-------- Excerpt

The overall objective of the Group is to understand how biological systems work under physiological conditions. With this aim we develop and implement both theoretical and experimental methods based on ps-resolved fluorescence spectroscopy and two-photon laser excitation microscopy, to provide the required temporal (ps-s) and spatial (submm- nm) resolution: fluorescence intensity (normalized desviation), fluorescence correlation spectroscopy (FCS), lifetime (FLIM, FLIM-phasors), energy transfer (FLIM-FRET, FLIM-phasors) and polarization fluorescence (TRAIM and homo-FRET). These are non-invasive quantitative methods that allow us to discriminate and characterize supramolecular structures in different subcellular locations, in very heterogeneous media, with single molecule resolution.

The applications include biomolecular conformational dynamics, organization and interactions of multiprotein complexes, and lipid microdomains distribution, in vitro, in living cells, and tissues.

STRATEGIC AIMS

• Mechanism of action of bioactive compounds: Quantitative characterization of drug-target interactions in the cell membrane and inside the cell.
• Detection, identification, localization and quantification of in vivo cell markers.
• Detection of lipid micro-domains in model membrane systems and living cells, induced by bioactive compounds.
• 3-D organization, conformational dynamics and stoichiometry of multicomponent complexes.
• Spectroscopic characterization of fluorescent materials for biotechnological applications.
• Fundamental Photophysics. Design, synthesis, characterization and applications of emitting molecular probes and fluorescent drugs.

----------------
-------- Available data

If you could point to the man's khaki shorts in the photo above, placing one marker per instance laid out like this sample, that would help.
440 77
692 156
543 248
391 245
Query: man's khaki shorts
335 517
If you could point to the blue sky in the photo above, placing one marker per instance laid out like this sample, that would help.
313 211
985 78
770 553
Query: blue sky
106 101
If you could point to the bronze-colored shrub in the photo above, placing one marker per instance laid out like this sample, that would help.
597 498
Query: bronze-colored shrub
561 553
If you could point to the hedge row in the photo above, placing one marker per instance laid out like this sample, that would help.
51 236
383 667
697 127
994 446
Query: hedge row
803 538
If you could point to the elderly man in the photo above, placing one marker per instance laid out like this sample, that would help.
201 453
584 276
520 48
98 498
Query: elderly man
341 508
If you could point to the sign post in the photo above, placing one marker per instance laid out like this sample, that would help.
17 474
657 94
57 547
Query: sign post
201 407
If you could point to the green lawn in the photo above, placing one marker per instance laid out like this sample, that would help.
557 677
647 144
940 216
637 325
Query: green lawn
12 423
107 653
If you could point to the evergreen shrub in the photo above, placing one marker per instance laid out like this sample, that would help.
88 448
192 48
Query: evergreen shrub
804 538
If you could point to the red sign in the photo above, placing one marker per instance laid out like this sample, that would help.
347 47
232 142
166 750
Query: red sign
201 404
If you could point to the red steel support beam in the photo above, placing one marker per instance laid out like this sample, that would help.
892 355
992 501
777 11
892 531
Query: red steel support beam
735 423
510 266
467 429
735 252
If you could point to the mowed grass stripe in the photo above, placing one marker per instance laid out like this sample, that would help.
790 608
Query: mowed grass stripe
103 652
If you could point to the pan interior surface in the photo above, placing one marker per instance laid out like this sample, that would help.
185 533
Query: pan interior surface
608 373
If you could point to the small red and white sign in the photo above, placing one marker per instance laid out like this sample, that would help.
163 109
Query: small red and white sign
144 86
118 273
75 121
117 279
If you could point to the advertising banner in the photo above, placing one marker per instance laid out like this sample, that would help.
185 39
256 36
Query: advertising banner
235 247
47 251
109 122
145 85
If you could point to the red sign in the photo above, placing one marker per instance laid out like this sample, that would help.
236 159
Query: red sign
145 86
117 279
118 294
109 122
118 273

----------------

Work request.
Please reproduce the part of the research group description above, starting with "STRATEGIC AIMS" and going on through "inside the cell.".

Solution.
STRATEGIC AIMS

• Mechanism of action of bioactive compounds: Quantitative characterization of drug-target interactions in the cell membrane and inside the cell.